▶ _Activity_: Find the line containing "Detect light blue" in the entries below. Restate it and each line after it, word for word, up to and including the line containing "Detect woman's knee".

[Collection entries]
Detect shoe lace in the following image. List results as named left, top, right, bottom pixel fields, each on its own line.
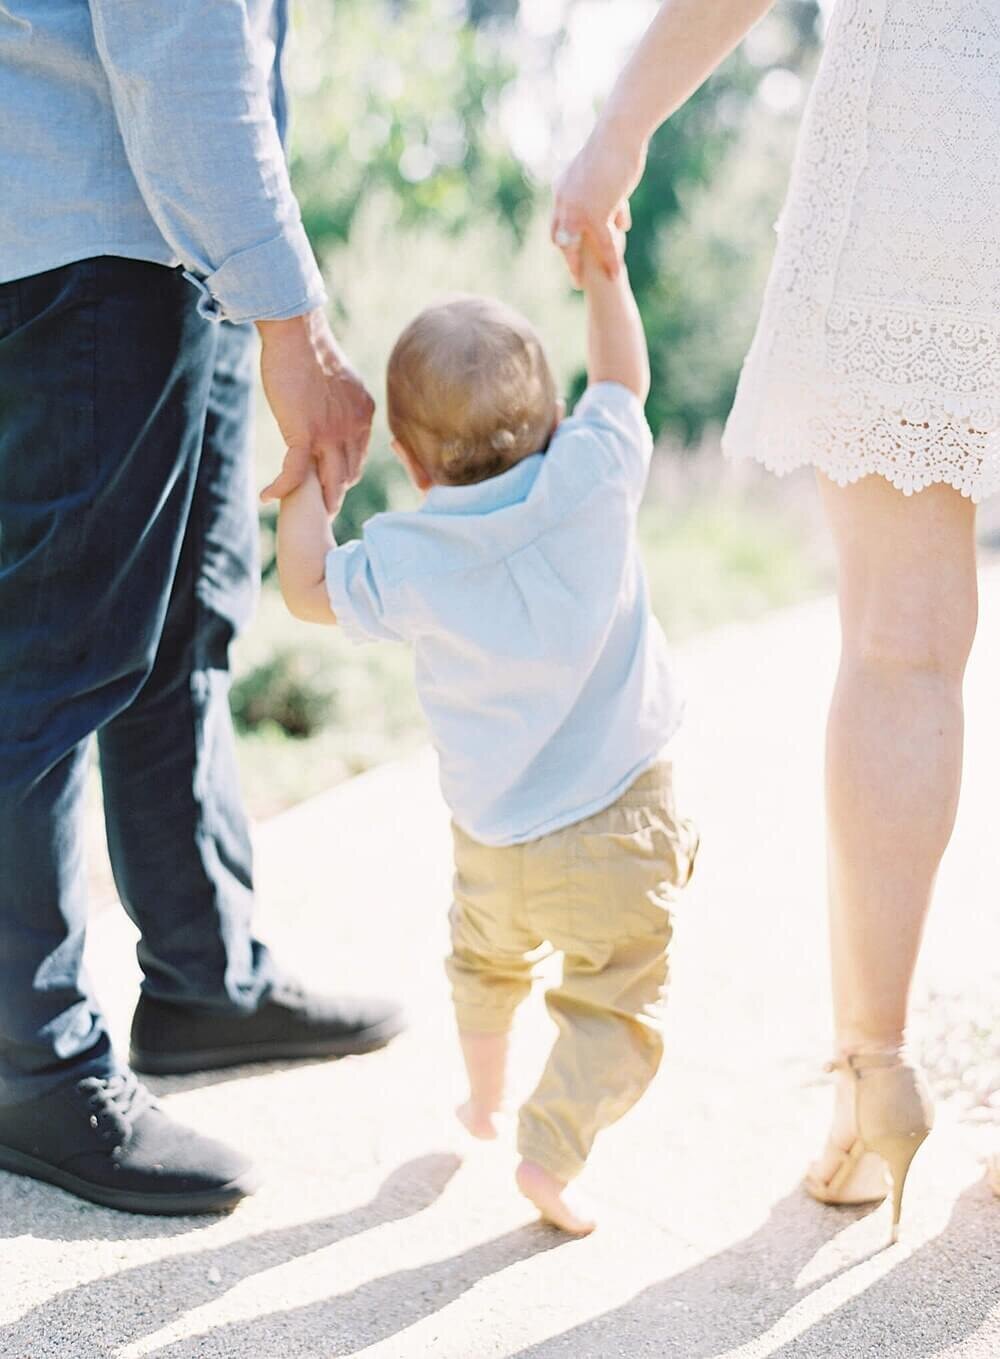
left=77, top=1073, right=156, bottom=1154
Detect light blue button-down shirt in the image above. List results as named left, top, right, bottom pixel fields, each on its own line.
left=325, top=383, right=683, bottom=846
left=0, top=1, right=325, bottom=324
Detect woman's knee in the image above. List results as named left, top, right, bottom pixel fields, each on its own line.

==

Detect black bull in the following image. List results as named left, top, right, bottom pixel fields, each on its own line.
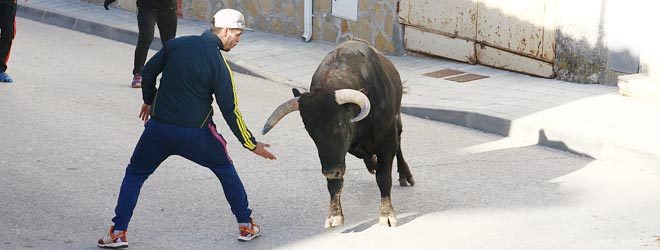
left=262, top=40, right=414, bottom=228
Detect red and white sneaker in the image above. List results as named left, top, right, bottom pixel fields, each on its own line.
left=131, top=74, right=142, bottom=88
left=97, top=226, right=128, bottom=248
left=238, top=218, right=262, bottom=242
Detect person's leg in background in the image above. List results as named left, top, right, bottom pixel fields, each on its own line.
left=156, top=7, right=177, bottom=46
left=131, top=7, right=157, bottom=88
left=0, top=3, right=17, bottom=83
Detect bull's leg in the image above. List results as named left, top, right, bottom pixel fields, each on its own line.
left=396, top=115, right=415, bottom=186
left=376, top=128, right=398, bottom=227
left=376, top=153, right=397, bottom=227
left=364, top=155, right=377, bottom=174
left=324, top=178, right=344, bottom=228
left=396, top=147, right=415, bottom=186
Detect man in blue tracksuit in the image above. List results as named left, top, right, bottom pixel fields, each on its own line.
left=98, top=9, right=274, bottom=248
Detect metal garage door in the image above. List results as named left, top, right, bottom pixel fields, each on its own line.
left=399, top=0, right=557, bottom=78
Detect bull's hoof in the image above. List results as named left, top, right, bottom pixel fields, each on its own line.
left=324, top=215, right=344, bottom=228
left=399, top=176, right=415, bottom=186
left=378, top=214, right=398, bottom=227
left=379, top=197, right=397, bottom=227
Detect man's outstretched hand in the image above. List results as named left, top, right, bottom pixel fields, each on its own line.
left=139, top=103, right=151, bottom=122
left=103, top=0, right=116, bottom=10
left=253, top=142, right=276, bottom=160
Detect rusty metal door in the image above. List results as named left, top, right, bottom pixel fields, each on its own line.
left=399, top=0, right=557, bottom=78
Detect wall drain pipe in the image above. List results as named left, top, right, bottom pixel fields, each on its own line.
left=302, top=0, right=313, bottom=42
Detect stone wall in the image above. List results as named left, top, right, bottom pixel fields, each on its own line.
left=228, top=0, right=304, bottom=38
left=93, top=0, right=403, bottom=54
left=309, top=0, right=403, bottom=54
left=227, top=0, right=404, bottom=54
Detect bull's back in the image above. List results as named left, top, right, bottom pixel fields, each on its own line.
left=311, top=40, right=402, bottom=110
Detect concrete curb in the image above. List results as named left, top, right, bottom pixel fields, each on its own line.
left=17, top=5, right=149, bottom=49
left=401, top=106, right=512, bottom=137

▶ _Exercise answer_:
Detect light blue button-down shirt in the image above. List results as named left, top, right, bottom pixel fields, each on its own line.
left=325, top=383, right=683, bottom=846
left=0, top=1, right=325, bottom=324
Detect woman's knee in the image above. List results as named left, top, right, bottom pixel fields, each on its own line.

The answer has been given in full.